== Task brief ==
Find "Target: red foliage tree" and "Target: white sneaker" in the records below. Copy the lines holding them and every line between, exactly, and no others.

== Source records ==
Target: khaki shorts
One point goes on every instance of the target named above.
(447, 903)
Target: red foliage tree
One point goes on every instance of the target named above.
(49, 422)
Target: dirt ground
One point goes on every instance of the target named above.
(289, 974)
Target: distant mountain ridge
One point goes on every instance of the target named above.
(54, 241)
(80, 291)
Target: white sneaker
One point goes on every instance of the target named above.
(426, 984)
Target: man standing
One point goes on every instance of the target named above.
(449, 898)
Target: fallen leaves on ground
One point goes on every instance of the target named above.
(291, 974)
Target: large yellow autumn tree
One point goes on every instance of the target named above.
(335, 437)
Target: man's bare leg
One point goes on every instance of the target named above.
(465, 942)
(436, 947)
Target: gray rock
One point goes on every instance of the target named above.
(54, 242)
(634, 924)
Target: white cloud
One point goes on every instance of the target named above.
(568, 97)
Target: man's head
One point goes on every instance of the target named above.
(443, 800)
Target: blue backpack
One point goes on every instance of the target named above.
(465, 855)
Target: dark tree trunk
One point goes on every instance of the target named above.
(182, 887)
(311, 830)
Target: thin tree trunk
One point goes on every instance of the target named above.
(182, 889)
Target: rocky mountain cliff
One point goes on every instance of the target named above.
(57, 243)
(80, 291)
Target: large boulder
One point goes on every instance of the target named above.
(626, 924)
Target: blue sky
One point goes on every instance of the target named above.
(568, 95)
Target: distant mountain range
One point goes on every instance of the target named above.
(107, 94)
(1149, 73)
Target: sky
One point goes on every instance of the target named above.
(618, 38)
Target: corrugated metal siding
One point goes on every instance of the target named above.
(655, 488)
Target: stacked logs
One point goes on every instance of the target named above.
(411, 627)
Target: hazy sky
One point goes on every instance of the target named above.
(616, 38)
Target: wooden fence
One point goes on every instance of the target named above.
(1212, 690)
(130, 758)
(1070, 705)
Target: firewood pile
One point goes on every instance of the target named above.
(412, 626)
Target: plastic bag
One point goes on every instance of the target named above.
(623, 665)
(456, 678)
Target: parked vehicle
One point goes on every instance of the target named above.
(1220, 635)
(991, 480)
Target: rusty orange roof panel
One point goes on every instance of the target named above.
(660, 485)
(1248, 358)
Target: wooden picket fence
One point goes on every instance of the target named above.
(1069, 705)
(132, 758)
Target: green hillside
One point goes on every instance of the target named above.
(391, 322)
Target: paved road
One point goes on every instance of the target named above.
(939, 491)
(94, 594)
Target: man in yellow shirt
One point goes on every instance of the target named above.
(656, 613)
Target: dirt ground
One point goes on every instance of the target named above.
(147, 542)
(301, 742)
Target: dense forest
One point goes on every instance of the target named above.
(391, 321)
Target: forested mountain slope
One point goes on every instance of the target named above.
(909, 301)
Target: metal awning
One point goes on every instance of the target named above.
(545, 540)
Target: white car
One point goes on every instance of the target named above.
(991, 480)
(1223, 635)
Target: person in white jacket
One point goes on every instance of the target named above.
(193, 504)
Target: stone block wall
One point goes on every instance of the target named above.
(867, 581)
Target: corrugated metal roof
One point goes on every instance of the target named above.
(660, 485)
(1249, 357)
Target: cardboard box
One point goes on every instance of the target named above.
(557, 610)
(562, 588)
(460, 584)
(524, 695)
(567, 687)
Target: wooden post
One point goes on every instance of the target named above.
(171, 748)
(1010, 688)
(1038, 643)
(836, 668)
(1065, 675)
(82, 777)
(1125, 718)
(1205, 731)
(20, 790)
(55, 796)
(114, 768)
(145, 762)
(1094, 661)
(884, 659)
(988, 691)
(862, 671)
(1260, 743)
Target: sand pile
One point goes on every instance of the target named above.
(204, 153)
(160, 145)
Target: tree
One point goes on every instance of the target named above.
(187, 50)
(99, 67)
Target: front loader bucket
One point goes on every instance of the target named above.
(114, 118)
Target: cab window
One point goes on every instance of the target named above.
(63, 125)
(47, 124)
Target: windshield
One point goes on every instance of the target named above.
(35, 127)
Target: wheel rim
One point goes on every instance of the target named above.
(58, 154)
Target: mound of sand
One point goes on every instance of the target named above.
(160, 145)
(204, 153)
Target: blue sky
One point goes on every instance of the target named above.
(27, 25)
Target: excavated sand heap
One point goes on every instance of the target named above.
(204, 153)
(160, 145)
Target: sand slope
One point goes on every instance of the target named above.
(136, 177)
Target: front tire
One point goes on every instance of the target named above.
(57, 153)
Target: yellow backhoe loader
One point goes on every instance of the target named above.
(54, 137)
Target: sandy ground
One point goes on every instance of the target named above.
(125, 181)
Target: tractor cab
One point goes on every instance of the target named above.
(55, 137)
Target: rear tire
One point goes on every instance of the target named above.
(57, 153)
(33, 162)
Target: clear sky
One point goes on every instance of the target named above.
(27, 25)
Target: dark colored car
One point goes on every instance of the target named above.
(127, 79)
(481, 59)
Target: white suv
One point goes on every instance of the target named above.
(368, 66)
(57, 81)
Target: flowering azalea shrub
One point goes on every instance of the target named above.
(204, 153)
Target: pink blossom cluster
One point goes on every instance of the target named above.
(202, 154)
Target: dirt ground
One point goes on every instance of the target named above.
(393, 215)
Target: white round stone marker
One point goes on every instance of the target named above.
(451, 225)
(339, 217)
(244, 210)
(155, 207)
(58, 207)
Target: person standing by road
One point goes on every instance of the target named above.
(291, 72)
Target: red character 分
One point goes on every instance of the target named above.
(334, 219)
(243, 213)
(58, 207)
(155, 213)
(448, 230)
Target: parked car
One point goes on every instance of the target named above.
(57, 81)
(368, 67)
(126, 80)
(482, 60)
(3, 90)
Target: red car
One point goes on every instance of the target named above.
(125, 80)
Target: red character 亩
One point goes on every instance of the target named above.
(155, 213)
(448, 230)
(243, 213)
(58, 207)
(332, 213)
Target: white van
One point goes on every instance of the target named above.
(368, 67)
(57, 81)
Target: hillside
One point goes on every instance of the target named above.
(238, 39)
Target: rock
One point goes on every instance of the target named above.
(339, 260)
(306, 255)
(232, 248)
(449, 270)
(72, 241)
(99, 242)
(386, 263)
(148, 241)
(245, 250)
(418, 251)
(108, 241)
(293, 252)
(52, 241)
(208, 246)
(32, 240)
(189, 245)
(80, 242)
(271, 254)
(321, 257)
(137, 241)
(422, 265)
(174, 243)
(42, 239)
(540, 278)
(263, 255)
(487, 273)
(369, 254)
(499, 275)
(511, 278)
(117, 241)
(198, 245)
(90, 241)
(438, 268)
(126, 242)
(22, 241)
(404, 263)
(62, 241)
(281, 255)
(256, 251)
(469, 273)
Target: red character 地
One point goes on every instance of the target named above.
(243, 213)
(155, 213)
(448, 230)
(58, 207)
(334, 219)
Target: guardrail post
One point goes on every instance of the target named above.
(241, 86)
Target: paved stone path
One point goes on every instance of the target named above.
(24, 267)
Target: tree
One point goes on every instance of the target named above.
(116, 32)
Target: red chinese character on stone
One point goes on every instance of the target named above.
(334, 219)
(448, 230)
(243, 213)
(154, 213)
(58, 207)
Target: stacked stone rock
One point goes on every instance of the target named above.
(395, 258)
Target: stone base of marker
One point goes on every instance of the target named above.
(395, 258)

== Result of this task ==
Target: red foliage tree
One point goes on every instance of the target named above.
(49, 422)
Target: dirt ground
One point goes on every instance of the target named above.
(289, 974)
Target: distant mountain ridge
One point goes on every instance of the target named above.
(54, 241)
(80, 291)
Target: white sneaker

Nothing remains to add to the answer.